[Data excerpts]
■ ■ ■
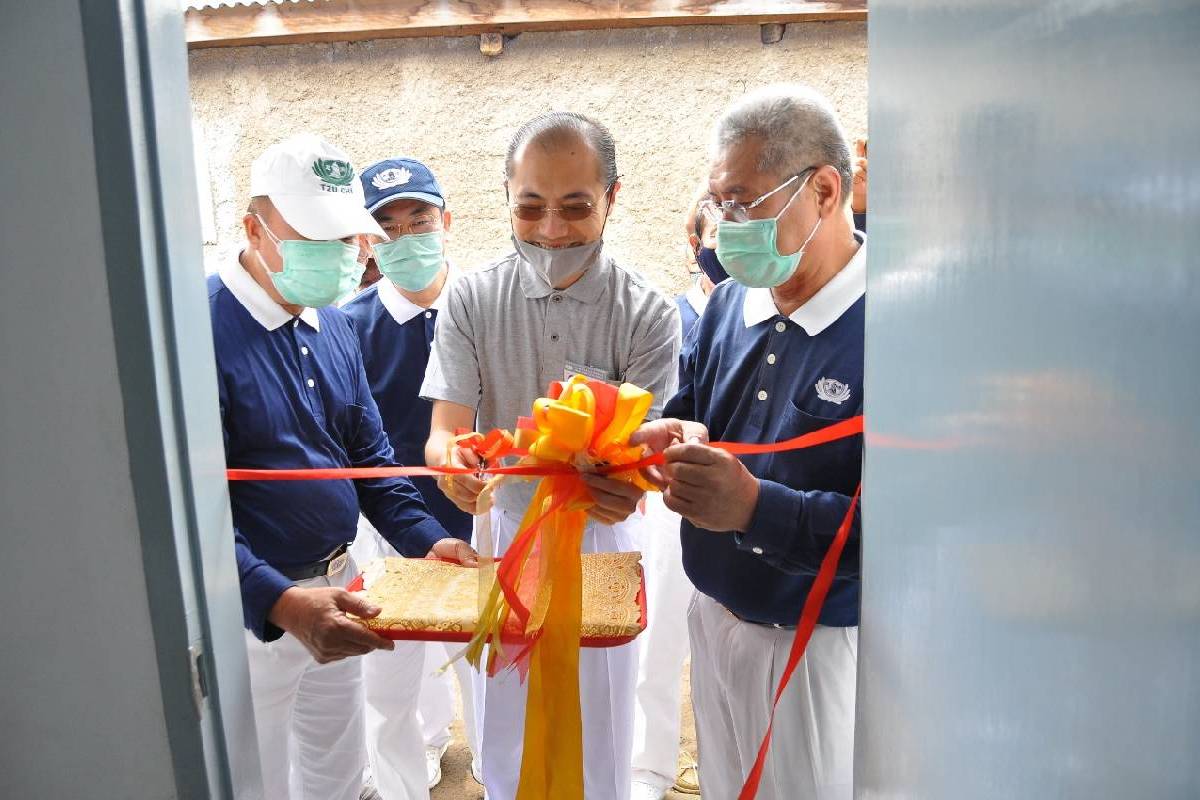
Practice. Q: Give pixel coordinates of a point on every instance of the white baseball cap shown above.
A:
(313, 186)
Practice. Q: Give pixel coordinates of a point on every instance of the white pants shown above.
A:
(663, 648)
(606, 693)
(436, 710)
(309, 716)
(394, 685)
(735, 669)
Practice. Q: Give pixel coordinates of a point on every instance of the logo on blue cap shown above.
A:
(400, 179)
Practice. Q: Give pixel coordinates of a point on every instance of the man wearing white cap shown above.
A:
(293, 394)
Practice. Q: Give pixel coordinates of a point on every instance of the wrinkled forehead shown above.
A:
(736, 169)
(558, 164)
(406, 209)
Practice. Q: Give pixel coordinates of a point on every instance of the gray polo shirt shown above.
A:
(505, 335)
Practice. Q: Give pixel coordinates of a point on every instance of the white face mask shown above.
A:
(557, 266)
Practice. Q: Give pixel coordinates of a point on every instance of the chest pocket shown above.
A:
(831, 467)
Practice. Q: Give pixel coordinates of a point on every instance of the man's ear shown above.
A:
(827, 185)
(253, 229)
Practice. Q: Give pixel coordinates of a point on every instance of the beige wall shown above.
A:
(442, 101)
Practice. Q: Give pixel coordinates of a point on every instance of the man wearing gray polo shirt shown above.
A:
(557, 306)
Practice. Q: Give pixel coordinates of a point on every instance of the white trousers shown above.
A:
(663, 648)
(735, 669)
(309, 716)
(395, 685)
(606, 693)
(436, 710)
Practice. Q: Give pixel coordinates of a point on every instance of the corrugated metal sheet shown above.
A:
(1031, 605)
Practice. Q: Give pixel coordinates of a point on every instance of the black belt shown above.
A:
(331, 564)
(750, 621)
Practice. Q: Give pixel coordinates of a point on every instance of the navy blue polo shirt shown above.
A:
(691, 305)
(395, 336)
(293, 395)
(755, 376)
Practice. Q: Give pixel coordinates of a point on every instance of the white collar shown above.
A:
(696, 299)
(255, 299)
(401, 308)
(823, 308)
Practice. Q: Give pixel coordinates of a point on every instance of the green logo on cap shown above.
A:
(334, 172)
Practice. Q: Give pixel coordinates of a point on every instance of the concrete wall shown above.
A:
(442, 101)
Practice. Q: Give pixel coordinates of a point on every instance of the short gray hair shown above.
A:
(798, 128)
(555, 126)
■ ■ ■
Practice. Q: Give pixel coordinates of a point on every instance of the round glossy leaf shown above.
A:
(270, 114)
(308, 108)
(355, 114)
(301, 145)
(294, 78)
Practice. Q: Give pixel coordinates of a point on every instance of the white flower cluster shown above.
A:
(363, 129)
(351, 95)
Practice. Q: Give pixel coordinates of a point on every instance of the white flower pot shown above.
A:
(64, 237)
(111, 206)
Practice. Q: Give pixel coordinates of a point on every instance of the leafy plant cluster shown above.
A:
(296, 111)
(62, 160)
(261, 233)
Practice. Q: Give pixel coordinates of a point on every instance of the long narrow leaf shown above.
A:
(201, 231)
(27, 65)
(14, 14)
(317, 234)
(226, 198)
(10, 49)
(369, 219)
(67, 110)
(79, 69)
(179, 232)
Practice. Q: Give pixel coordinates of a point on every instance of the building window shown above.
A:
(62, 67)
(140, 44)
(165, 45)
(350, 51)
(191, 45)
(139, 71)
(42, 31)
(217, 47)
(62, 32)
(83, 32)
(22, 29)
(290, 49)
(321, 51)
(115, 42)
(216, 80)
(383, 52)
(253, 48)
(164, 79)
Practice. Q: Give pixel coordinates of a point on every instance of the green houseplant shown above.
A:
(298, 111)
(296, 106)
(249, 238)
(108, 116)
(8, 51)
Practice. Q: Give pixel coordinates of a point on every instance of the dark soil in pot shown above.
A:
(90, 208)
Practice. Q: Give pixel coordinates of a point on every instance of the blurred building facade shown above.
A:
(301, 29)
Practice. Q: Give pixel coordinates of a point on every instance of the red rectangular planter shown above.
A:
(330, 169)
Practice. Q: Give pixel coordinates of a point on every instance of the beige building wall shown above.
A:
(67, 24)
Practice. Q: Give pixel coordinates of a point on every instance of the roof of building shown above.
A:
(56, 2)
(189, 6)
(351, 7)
■ ■ ■
• [Prompt] A line belongs in the answer if it contains the word "green"; copy every such line from the data above.

• [Completed task]
Practice. Q: Give pixel coordinates of a point on every instance of the green logo on cap shown above.
Practice. Q: Give pixel coordinates of a point on every instance of the green houseplant shown above.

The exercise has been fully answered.